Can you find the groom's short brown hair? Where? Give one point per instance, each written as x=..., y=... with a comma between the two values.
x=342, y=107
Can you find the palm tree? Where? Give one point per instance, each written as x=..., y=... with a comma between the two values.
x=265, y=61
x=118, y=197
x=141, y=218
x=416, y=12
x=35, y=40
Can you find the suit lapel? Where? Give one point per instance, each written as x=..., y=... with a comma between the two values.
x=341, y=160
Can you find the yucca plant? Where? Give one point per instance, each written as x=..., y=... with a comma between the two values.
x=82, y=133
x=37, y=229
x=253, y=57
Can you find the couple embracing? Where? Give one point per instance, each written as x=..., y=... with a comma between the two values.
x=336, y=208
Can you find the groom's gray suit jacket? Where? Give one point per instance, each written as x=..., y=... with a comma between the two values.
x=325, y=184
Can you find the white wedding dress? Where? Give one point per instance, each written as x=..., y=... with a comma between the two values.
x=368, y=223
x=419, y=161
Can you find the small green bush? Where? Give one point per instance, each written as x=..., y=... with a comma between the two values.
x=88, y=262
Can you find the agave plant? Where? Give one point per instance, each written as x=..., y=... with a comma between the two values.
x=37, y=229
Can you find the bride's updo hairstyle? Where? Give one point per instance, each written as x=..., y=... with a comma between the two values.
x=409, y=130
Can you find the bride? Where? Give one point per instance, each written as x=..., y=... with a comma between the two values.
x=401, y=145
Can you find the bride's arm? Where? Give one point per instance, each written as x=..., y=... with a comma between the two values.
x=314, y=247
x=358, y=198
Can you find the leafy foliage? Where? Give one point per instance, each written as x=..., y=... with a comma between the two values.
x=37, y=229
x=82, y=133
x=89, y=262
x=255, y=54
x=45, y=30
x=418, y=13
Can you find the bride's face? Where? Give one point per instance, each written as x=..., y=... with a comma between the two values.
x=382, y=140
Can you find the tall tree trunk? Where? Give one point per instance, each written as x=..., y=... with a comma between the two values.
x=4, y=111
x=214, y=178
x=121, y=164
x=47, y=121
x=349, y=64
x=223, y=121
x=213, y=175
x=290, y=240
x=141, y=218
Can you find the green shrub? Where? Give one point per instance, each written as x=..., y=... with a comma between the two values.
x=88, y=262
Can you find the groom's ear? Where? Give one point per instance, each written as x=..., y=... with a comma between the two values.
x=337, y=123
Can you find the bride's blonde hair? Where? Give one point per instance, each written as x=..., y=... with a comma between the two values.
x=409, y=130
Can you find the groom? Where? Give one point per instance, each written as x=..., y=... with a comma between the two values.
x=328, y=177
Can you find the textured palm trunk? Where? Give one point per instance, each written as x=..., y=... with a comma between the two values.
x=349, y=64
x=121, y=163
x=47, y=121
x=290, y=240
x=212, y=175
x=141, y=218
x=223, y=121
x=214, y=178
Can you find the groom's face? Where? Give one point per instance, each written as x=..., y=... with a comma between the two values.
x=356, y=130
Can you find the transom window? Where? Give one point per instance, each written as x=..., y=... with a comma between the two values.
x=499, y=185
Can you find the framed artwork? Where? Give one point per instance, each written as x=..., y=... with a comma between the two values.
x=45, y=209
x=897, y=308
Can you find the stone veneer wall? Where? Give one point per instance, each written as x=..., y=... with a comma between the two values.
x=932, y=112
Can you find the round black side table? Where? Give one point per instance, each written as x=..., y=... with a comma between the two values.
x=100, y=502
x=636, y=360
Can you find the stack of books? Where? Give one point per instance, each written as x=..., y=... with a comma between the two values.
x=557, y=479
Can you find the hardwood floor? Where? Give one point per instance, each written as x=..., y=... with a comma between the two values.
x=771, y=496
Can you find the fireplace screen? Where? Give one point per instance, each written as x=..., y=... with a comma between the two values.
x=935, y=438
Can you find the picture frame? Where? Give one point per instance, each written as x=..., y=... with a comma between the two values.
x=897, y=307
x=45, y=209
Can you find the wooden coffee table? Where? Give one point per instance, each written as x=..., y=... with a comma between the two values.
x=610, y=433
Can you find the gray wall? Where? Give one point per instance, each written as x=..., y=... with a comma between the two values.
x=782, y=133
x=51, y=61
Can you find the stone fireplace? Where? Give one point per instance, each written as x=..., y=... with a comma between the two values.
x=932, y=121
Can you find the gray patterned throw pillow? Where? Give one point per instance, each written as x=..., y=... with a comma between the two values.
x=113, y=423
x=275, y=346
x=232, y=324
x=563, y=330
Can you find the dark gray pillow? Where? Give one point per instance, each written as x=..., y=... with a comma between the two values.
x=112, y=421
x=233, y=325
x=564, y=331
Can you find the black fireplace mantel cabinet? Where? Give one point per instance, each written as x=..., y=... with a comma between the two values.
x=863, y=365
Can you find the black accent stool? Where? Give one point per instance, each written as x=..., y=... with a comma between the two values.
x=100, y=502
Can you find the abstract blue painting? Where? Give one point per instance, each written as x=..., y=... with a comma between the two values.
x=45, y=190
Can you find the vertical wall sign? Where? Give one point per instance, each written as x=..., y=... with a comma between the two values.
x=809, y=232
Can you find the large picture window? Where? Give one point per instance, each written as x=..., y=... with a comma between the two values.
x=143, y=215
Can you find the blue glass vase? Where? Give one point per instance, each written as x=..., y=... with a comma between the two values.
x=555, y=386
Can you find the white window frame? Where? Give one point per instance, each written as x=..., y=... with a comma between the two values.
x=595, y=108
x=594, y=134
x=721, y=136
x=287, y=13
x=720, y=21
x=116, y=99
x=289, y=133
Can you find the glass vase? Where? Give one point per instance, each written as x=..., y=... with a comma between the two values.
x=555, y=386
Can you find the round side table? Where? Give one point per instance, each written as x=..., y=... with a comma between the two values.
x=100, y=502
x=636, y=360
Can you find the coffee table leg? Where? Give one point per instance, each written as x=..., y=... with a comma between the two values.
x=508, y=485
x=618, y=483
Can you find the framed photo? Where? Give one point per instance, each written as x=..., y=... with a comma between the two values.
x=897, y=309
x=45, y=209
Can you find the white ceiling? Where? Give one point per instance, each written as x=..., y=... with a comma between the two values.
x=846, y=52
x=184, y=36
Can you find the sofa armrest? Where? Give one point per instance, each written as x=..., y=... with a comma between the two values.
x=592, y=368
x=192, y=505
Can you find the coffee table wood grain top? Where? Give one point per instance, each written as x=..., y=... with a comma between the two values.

Written instruction
Repeat everything from the line that contains "Can you find the hardwood" down to the line that contains "x=809, y=232", with 50 added to every x and y coordinate in the answers. Leave the requests unchanged.

Output of the task
Can you find the hardwood floor? Where? Give one point per instance, each written as x=..., y=... with a comma between the two values.
x=821, y=546
Can you find the fireplace screen? Where? Give one point per instance, each written as x=..., y=... with a comma between the two values.
x=985, y=488
Can you find the picture frame? Where? Give one point per instance, each written as x=..., y=... with a comma between the two values.
x=947, y=357
x=95, y=259
Can you find the wooden coffee table? Where? Give one point per instance, each written as x=..., y=... with a comma between the two values.
x=660, y=483
Can you find the gray wall? Where? Give one point per instance, each written as x=..., y=... with a comma between the two values.
x=832, y=183
x=101, y=111
Can you find the stone fireplace? Where? Give one point per instance, each written as x=..., y=... with a comma between the two values.
x=982, y=171
Can you find the gray patterned throw pillow? Where? Give one point per instance, each written as x=..., y=... with a comma between the two values.
x=163, y=473
x=325, y=396
x=282, y=374
x=613, y=380
Can you find the dark gray pillow? Where? Give one point per instance, each written as x=..., y=... with a comma between the two values.
x=162, y=471
x=283, y=375
x=614, y=381
Can you find the black fireplace mantel cabinet? Where? Give one point per instance, each written as x=..., y=... with a comma between the two values.
x=913, y=415
Can you find the black accent stool? Where? Give one point per instance, each written as x=..., y=... with a comma between the two values.
x=150, y=552
Can you find the abstract blue painting? Where? Give one point per instance, each written as x=..., y=... with a comma between the two values.
x=95, y=240
Can you find the vertical wall sign? Where? Give one point per instance, each written as x=..., y=... with a comma between the two values.
x=859, y=282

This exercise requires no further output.